<<<<

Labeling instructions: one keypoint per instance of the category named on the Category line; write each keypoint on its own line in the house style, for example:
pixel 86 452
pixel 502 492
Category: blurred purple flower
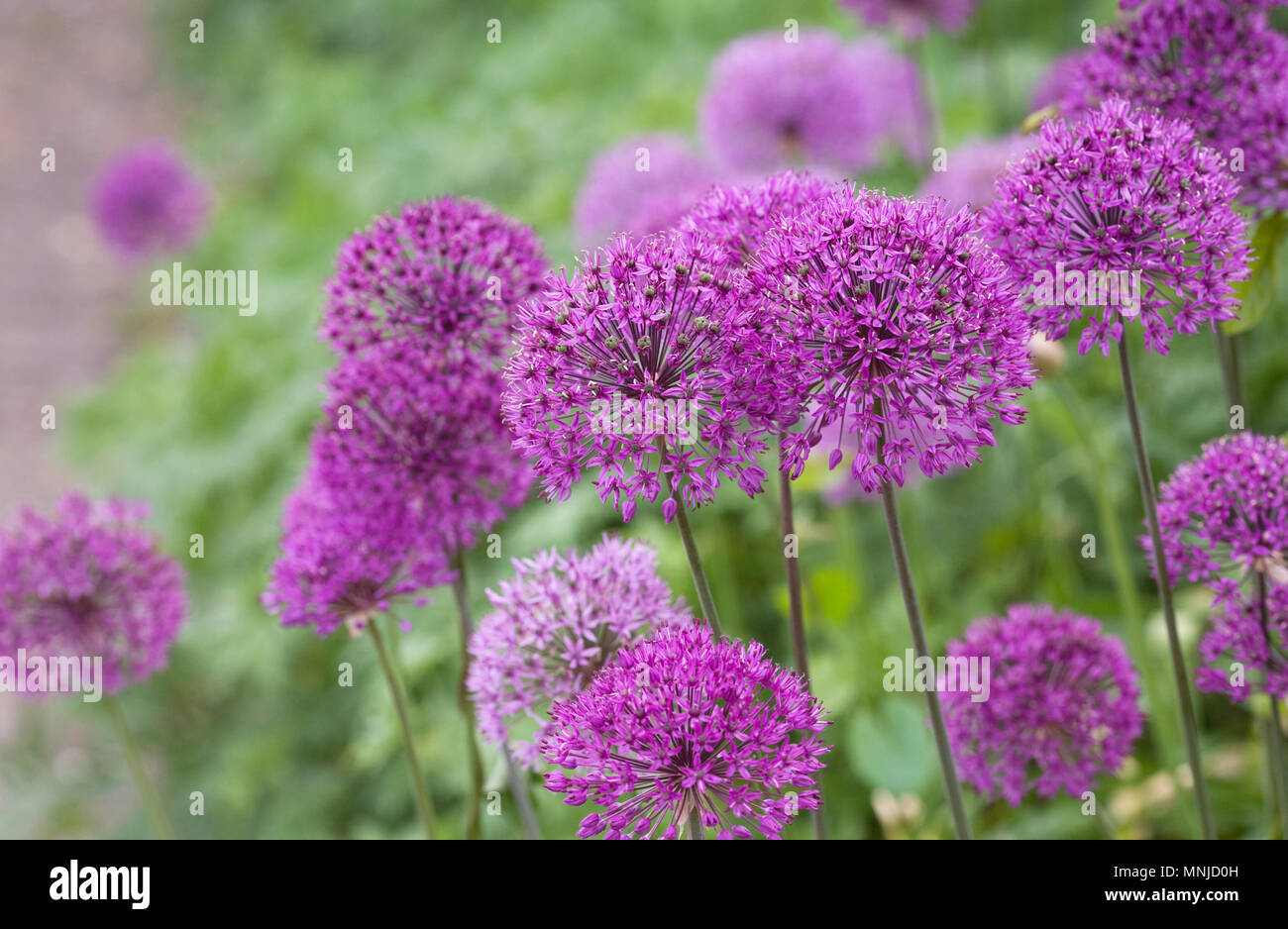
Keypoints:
pixel 554 627
pixel 89 581
pixel 1061 700
pixel 447 271
pixel 1220 67
pixel 898 322
pixel 147 201
pixel 682 723
pixel 639 187
pixel 1125 203
pixel 629 352
pixel 815 103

>>>>

= ABOUT THIS TASK =
Could you repeat, exactly and with nothing else, the lines from the one containing "pixel 502 492" through the last line of the records above, leaving out the pictures?

= ANSWER SPACE =
pixel 502 492
Category: blurred purple flower
Keypoints:
pixel 554 627
pixel 89 581
pixel 1061 700
pixel 447 271
pixel 1220 67
pixel 898 322
pixel 147 201
pixel 682 723
pixel 639 187
pixel 1125 203
pixel 629 352
pixel 815 103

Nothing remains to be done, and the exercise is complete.